**Stated task**
Write out all of the entries exactly as given.

____

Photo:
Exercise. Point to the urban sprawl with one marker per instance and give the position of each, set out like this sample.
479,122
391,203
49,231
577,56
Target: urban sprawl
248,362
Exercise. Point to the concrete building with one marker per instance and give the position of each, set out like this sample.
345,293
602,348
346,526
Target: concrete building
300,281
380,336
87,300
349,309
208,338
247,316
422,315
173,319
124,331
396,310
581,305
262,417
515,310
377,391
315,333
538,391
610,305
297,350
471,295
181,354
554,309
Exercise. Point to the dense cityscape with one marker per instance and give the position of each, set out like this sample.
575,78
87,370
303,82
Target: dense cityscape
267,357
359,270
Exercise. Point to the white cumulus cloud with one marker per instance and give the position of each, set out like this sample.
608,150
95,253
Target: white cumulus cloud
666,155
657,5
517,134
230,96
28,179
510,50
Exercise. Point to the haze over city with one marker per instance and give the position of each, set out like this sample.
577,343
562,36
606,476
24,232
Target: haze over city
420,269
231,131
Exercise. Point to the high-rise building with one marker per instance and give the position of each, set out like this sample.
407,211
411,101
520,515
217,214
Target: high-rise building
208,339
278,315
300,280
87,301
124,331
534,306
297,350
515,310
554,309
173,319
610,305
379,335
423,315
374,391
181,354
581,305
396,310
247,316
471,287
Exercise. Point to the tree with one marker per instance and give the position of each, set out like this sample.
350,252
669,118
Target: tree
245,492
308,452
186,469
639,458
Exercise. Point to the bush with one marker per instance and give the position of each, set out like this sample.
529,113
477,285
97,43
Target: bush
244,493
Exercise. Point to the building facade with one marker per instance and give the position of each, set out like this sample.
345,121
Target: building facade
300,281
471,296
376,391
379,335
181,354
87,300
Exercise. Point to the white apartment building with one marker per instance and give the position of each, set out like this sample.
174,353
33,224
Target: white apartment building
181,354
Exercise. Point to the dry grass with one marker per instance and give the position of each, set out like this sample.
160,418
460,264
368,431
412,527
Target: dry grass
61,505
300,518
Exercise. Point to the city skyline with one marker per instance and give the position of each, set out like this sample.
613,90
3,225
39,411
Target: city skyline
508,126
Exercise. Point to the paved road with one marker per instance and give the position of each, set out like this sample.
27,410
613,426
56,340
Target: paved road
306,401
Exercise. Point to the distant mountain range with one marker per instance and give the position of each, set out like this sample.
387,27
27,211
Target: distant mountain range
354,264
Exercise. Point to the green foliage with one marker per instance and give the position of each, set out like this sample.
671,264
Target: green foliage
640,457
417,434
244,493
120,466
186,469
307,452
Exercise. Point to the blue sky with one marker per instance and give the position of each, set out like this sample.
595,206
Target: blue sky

____

**Complete output**
Photo:
Exercise. Point to the urban sprawl with one marker per instance and give the position of each, set out like this sample.
479,122
391,203
49,231
577,56
Target: urban sprawl
248,362
Exercise. Point to the concrete building with one marker per instance and give the position of each, set out like this sample.
345,293
602,348
346,526
Target: concrete building
300,281
380,336
87,300
349,309
208,338
247,316
422,315
173,319
124,331
396,310
581,305
262,417
515,310
377,391
315,333
538,391
610,305
297,350
471,295
181,354
554,309
Exercise. Point to the dense cityscape with one marker per instance and give the position of each, set out like this sample.
575,78
87,370
303,82
Target: dense cityscape
267,357
359,270
Exercise. Point to the white cumulus cloud with one marker per instance and give the position of each, set out like this sample.
608,150
95,253
Target: white cumulus cloud
666,155
657,5
517,134
230,96
28,179
510,50
Exercise. Point to the haze over city with one marker per instance and give the position of each, set out like this sample.
577,343
562,36
606,476
24,232
Target: haze over city
420,269
231,131
Exercise. Point to the high-rise building with one marker per instance and give the position of each, set out like this sample.
407,211
411,101
520,515
217,214
Target: high-rise building
208,339
278,315
300,280
87,301
124,331
534,306
297,350
515,310
554,309
173,319
610,305
379,335
423,315
374,391
181,354
581,305
396,310
247,316
471,287
Exercise. Point to the tree with one marker per instance and give the position of each, set out like this sample.
350,252
669,118
Target: tree
245,492
308,452
186,469
639,458
Exercise. Point to the bush with one marker per instance and give the position of each, set out like this sample.
529,113
477,285
97,43
Target: bush
244,493
Exercise. Point to the building facade with one marker per instance and give the position of each, set out like this sample.
345,121
Target: building facade
300,281
471,296
376,391
379,335
181,354
87,300
Exercise. Point to the white apartment building with one marker per instance and give the position of each, set out like this sample.
174,353
33,224
Target: white apartment building
181,354
Exercise. Point to the dry grass with one marker per instance and give the position of each, set out like this sample.
160,418
460,264
368,431
412,527
Target: dry grass
61,505
300,518
Exercise. Point to the city skyline with one marker per instance and give the position of each, set out like this sample.
613,90
3,225
39,411
Target: city skyline
508,126
Exercise. Point to the paved road with one marker per instance and give the position of each, set out like this sample.
27,410
613,426
56,340
Target: paved road
306,401
Exercise. Point to the distant mountain range with one marker per instance and give the position of each, set out like this sample.
387,27
27,211
Target: distant mountain range
354,264
Exercise. Point to the green foliage with one marker per instance and give the position of each, set out like this sample.
671,264
Target: green foliage
640,457
417,434
244,493
120,466
186,469
307,452
Exercise. Point to the blue sky with one marker per instance and give the position of each, set out like this sample.
595,206
Target: blue sky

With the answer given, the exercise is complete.